■ SHORT TASK: Print the lines of the material below verbatim, starting at the line that contains "the black long-sleeve" and ending at the line that contains "column 933, row 340", with both of those lines included. Leave out every line outside that range.

■ DATA PROVIDED:
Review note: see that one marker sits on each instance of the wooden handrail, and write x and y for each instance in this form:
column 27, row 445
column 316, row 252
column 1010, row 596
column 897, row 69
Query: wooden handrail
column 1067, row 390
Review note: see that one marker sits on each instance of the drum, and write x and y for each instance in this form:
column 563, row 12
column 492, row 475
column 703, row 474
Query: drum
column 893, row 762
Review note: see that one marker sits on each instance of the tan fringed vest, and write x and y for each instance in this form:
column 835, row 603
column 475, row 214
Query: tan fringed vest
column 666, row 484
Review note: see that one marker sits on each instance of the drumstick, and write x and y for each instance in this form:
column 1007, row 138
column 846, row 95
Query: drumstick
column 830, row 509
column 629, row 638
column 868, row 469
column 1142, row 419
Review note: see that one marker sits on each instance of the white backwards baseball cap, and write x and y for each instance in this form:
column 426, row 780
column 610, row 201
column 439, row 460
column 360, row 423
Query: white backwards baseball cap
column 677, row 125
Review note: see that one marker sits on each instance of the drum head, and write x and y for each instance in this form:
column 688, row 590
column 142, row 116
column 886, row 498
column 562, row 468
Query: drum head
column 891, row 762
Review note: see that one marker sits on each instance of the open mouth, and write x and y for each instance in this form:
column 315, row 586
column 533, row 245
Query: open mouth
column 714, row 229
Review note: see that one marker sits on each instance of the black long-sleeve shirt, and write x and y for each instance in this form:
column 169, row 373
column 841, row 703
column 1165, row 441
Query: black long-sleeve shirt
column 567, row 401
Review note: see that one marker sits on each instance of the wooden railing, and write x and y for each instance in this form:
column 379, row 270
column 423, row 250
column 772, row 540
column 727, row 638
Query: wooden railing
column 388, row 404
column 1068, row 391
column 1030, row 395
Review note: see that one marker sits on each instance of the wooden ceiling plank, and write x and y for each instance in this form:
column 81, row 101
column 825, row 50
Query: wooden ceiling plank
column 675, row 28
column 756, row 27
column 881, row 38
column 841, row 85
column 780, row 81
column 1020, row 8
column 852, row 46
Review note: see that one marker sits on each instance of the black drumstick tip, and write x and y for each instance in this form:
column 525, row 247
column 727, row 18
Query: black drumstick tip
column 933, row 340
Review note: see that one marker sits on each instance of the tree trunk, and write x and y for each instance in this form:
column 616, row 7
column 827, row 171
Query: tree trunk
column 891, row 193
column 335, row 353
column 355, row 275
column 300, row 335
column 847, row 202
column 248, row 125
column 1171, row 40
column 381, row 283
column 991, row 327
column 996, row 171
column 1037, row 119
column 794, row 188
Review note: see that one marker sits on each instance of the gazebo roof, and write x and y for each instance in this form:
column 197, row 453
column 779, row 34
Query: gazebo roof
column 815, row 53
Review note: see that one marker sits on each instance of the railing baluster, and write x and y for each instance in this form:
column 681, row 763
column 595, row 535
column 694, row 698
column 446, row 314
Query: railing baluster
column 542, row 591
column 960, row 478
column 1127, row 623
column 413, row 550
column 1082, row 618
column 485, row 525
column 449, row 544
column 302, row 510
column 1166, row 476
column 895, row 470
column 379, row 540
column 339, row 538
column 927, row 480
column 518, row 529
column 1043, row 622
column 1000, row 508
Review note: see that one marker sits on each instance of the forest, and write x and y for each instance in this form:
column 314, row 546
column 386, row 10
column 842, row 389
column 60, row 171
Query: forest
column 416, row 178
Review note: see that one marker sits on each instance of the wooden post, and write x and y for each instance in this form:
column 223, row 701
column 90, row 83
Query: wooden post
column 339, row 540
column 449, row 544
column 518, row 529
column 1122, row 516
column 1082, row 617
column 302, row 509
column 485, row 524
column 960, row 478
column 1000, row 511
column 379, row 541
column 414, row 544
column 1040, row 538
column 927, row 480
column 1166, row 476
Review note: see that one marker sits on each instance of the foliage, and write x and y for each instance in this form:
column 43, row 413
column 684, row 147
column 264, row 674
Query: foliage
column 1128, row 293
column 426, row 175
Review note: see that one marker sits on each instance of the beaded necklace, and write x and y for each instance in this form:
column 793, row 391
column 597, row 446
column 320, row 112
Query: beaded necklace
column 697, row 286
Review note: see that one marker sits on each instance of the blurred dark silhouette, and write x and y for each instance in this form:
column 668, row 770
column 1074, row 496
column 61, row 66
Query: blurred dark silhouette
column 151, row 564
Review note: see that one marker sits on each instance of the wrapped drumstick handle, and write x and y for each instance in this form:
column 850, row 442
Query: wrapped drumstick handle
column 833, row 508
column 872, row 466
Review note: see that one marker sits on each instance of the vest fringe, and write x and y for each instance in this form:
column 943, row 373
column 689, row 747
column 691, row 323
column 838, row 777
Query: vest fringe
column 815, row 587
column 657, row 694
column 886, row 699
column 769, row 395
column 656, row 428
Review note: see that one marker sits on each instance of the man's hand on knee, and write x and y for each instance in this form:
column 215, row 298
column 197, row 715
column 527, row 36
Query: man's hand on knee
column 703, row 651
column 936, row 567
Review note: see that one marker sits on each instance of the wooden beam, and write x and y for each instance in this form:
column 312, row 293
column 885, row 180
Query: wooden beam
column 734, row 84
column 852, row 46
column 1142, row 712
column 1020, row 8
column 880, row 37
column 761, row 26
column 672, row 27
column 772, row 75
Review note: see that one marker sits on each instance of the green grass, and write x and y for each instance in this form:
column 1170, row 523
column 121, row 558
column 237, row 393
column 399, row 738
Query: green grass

■ RESPONSE TO THE TASK:
Review note: see that one marker sits on each instance of the black long-sleeve shirt, and write x and y for each instance in this form:
column 169, row 373
column 841, row 703
column 1165, row 441
Query: black long-sleeve shirt
column 567, row 401
Review note: see that one marker sits on each instance of the wooden railing, and write x and y for each instance in this form:
column 379, row 270
column 423, row 250
column 772, row 540
column 727, row 638
Query: wooden railing
column 388, row 404
column 1068, row 391
column 1030, row 395
Review note: see that one marker sits on each instance of the wooden ceiling plank, and write x and y for each instance in this form:
column 81, row 101
column 825, row 50
Query: wooden ceiling plank
column 675, row 28
column 756, row 27
column 881, row 38
column 841, row 85
column 780, row 81
column 1020, row 8
column 852, row 46
Review note: see that one marker sits on each instance of the black drumstick tip, and write x and y for each instance in this form:
column 525, row 247
column 727, row 18
Query: black drumstick tip
column 933, row 340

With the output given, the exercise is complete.